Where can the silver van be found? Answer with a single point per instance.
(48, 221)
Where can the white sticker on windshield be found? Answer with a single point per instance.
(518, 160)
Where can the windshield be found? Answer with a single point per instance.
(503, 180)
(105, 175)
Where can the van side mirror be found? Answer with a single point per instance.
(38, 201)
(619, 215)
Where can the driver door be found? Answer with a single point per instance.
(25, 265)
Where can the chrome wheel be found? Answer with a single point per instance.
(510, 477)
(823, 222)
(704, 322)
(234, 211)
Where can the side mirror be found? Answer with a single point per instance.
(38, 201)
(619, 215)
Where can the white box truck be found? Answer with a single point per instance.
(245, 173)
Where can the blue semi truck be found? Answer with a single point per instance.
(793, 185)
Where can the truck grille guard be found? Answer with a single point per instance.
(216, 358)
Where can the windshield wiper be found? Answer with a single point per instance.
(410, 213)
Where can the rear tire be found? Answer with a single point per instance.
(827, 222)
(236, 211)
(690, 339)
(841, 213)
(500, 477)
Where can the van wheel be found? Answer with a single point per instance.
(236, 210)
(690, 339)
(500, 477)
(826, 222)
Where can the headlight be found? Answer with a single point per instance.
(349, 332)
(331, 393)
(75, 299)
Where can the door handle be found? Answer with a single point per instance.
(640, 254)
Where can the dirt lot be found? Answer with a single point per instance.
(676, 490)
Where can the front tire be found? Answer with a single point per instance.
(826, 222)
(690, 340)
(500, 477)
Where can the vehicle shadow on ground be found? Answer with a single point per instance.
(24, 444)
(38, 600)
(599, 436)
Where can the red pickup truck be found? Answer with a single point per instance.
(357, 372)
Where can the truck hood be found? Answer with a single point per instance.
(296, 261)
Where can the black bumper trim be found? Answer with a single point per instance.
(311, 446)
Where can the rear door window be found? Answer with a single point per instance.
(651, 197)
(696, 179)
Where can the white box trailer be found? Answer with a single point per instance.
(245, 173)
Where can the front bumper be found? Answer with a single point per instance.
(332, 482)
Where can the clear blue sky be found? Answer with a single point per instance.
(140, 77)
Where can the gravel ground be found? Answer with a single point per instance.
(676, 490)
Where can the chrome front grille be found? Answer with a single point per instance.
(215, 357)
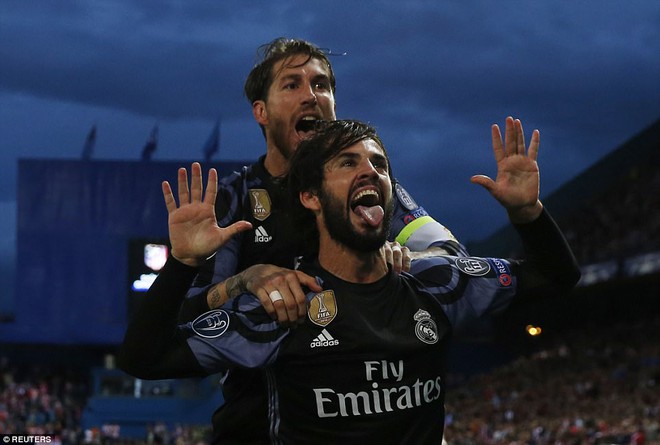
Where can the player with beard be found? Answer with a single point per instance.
(369, 361)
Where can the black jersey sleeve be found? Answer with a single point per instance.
(153, 346)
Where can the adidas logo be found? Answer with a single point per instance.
(323, 339)
(261, 236)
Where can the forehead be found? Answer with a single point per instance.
(368, 147)
(296, 65)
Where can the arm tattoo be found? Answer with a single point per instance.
(215, 299)
(235, 286)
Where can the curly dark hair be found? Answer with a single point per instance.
(261, 77)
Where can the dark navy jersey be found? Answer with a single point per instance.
(255, 196)
(368, 363)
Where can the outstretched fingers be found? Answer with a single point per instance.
(534, 145)
(196, 182)
(211, 187)
(170, 203)
(498, 146)
(182, 186)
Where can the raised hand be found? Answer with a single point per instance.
(194, 231)
(516, 186)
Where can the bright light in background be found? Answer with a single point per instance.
(533, 331)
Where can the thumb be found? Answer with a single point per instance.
(483, 181)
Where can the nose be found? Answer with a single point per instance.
(309, 96)
(367, 169)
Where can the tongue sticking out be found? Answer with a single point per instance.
(373, 215)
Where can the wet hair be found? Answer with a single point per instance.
(306, 172)
(261, 77)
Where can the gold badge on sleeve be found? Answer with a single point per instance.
(322, 308)
(260, 201)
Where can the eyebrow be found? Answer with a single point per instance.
(350, 155)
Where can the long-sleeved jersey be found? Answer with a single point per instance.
(368, 363)
(255, 196)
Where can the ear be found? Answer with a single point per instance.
(310, 201)
(259, 112)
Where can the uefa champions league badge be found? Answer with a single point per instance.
(472, 266)
(502, 272)
(212, 324)
(425, 329)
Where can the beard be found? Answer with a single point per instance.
(281, 140)
(340, 229)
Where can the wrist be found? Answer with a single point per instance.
(527, 214)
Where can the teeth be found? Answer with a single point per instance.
(365, 193)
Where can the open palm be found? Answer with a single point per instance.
(516, 185)
(194, 231)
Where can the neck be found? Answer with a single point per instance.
(350, 265)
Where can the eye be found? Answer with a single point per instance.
(322, 85)
(380, 165)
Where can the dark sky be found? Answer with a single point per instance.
(432, 76)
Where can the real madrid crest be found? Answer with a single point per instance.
(425, 329)
(322, 308)
(260, 201)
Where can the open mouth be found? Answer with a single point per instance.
(367, 205)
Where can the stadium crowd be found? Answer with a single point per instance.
(599, 384)
(596, 385)
(42, 400)
(621, 221)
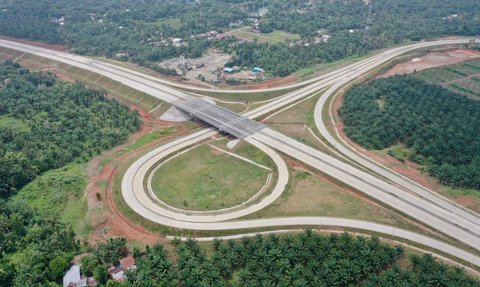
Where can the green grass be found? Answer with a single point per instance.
(204, 179)
(282, 36)
(150, 137)
(253, 153)
(59, 193)
(277, 36)
(175, 23)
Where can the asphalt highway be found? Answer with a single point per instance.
(437, 213)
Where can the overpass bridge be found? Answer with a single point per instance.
(223, 119)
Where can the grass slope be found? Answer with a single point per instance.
(204, 179)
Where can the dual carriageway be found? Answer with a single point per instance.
(361, 173)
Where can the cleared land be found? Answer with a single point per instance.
(72, 74)
(276, 36)
(205, 179)
(463, 78)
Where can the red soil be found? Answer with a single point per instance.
(431, 60)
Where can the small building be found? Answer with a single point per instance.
(118, 274)
(73, 279)
(257, 70)
(128, 263)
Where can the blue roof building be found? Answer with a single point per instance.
(258, 70)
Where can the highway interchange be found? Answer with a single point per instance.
(365, 175)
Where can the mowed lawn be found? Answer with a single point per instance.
(206, 179)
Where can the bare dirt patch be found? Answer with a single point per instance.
(431, 60)
(59, 48)
(105, 218)
(408, 169)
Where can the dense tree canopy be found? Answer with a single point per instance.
(43, 247)
(46, 123)
(306, 259)
(131, 29)
(439, 126)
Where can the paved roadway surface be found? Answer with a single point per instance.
(453, 224)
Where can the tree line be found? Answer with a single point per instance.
(122, 27)
(439, 126)
(305, 259)
(46, 123)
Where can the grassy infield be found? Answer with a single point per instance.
(307, 194)
(209, 180)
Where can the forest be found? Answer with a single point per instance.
(132, 29)
(439, 127)
(46, 123)
(304, 259)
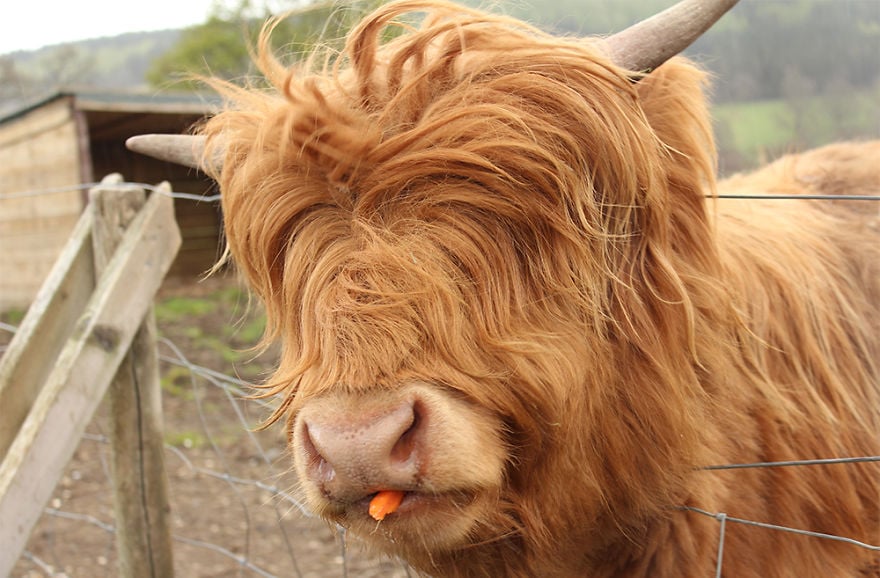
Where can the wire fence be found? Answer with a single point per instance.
(234, 505)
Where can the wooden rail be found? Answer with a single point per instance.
(91, 326)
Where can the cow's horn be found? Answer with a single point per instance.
(646, 45)
(182, 149)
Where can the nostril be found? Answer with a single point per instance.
(319, 467)
(351, 452)
(404, 447)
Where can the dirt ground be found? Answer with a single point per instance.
(228, 484)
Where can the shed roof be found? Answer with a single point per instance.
(153, 102)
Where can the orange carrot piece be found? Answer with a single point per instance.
(384, 503)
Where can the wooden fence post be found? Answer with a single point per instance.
(140, 488)
(61, 362)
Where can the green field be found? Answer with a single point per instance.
(750, 133)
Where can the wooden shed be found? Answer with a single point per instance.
(72, 138)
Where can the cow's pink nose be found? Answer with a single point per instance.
(350, 454)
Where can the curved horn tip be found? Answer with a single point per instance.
(180, 149)
(648, 44)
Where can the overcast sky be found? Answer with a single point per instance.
(29, 24)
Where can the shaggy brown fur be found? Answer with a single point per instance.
(508, 219)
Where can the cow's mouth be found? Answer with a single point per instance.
(443, 454)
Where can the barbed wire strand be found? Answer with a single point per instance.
(287, 542)
(218, 197)
(795, 463)
(779, 528)
(242, 561)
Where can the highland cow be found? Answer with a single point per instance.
(505, 286)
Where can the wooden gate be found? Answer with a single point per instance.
(91, 328)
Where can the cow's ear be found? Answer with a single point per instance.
(646, 45)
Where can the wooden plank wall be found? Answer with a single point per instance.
(39, 151)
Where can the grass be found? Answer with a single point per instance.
(759, 131)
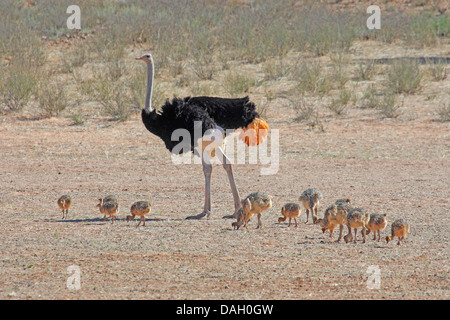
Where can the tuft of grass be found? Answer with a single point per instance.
(404, 76)
(114, 98)
(437, 70)
(311, 79)
(339, 105)
(52, 99)
(444, 112)
(235, 83)
(365, 71)
(304, 110)
(17, 86)
(274, 70)
(388, 106)
(370, 97)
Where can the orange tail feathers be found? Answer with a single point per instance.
(255, 133)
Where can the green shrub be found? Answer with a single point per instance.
(404, 76)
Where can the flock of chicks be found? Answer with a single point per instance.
(339, 213)
(109, 207)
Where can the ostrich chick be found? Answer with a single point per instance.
(289, 210)
(310, 199)
(399, 229)
(255, 203)
(377, 222)
(140, 208)
(357, 217)
(64, 203)
(108, 208)
(334, 215)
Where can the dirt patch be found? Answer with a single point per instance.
(396, 167)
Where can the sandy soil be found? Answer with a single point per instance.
(400, 167)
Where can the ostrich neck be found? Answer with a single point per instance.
(148, 97)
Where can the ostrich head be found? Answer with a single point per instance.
(147, 58)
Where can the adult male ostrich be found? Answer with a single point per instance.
(215, 116)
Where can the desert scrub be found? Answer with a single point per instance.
(437, 69)
(365, 70)
(52, 99)
(388, 105)
(235, 83)
(370, 97)
(339, 104)
(306, 113)
(17, 85)
(275, 69)
(311, 79)
(444, 112)
(113, 96)
(404, 76)
(425, 29)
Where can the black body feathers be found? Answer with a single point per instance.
(210, 111)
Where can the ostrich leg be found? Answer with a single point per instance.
(207, 170)
(227, 166)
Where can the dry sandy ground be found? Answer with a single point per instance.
(399, 166)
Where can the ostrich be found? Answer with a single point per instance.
(214, 115)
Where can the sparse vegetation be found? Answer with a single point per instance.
(52, 99)
(200, 47)
(444, 112)
(389, 106)
(405, 76)
(339, 104)
(236, 84)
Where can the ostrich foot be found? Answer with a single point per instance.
(204, 214)
(232, 216)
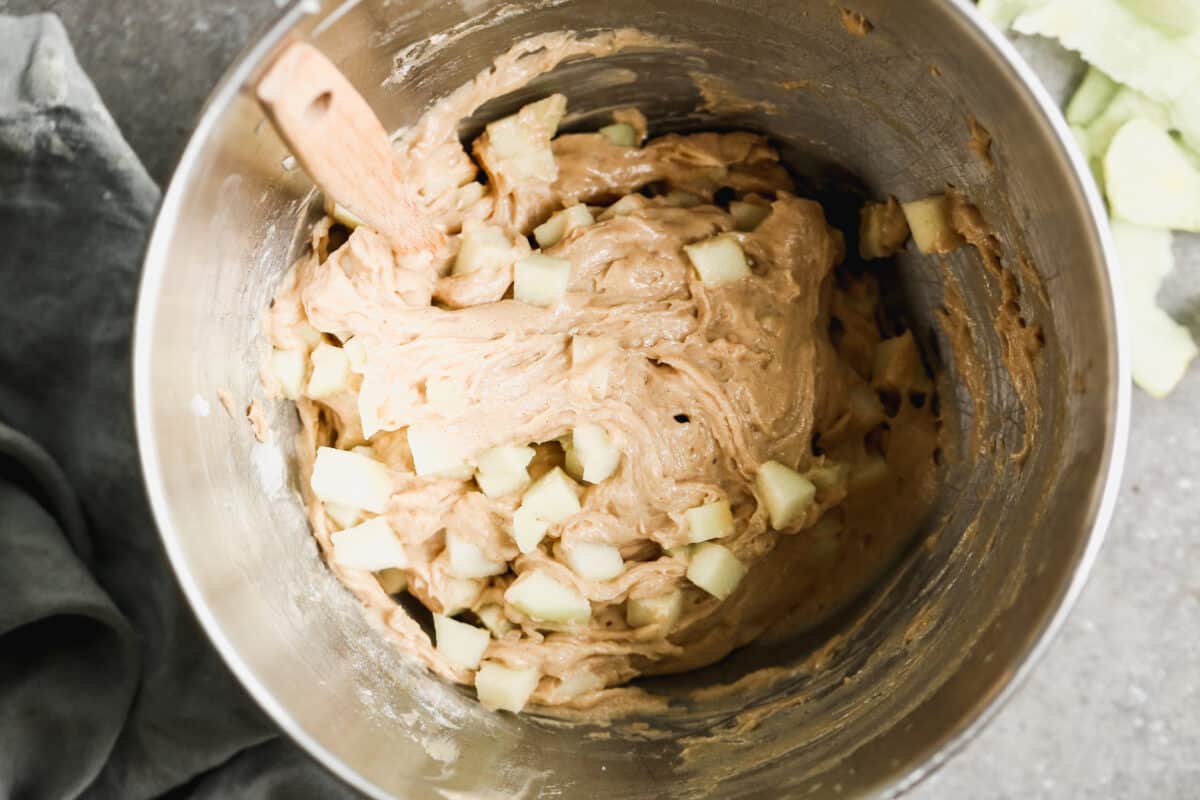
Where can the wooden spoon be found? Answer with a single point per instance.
(342, 145)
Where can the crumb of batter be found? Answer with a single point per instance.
(258, 420)
(228, 402)
(856, 22)
(621, 426)
(979, 140)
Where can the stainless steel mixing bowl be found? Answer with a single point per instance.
(870, 704)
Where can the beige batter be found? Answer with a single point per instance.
(706, 384)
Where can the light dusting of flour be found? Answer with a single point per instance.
(199, 407)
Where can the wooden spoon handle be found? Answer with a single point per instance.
(341, 144)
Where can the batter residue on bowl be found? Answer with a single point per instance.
(630, 417)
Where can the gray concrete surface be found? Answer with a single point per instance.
(1113, 711)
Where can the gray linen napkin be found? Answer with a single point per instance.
(107, 686)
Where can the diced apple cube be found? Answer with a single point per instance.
(289, 368)
(663, 611)
(882, 229)
(469, 194)
(467, 560)
(545, 600)
(595, 561)
(540, 280)
(561, 223)
(484, 247)
(521, 142)
(552, 498)
(929, 220)
(342, 516)
(898, 365)
(709, 521)
(588, 348)
(393, 581)
(460, 595)
(435, 453)
(371, 546)
(528, 529)
(460, 643)
(492, 615)
(594, 452)
(748, 216)
(786, 493)
(351, 480)
(503, 470)
(330, 372)
(719, 260)
(715, 570)
(503, 689)
(621, 134)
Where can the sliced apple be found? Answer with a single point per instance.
(748, 216)
(540, 280)
(561, 223)
(594, 452)
(437, 455)
(929, 220)
(1151, 180)
(709, 521)
(594, 561)
(663, 611)
(504, 689)
(467, 560)
(393, 579)
(460, 643)
(330, 372)
(545, 600)
(528, 529)
(715, 570)
(621, 134)
(503, 470)
(786, 493)
(371, 546)
(484, 248)
(492, 617)
(719, 260)
(351, 480)
(343, 516)
(289, 368)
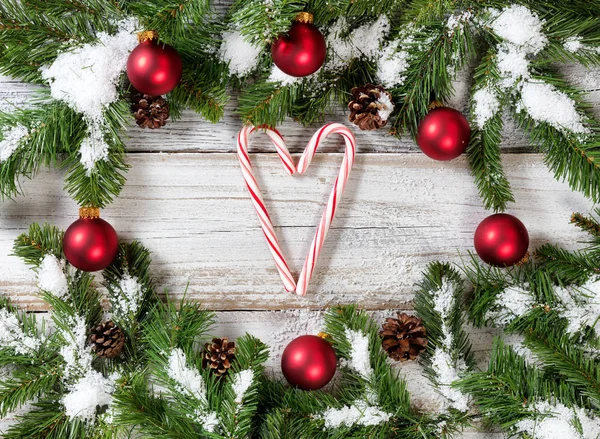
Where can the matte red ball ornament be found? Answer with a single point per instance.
(153, 68)
(501, 240)
(308, 362)
(302, 51)
(444, 134)
(90, 243)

* _PROBLEM DETAILS_
Without the pictures, repeat exactly the lines running from the line containing "Where can the sliced" through the end of the data, both ends included.

* _ANSWER FOR THIS EXERCISE_
Where can the sliced apple be found? Answer with a single point per instance.
(748, 216)
(540, 280)
(561, 223)
(594, 452)
(437, 455)
(929, 220)
(1151, 180)
(709, 521)
(594, 561)
(663, 611)
(504, 689)
(467, 560)
(393, 579)
(460, 643)
(330, 372)
(545, 600)
(528, 529)
(715, 570)
(621, 134)
(503, 470)
(786, 493)
(371, 546)
(484, 248)
(492, 617)
(719, 260)
(351, 480)
(343, 516)
(289, 368)
Where can the matte red ball ornament be found? Answer with a single point per instance.
(153, 68)
(501, 240)
(308, 362)
(302, 51)
(444, 134)
(90, 243)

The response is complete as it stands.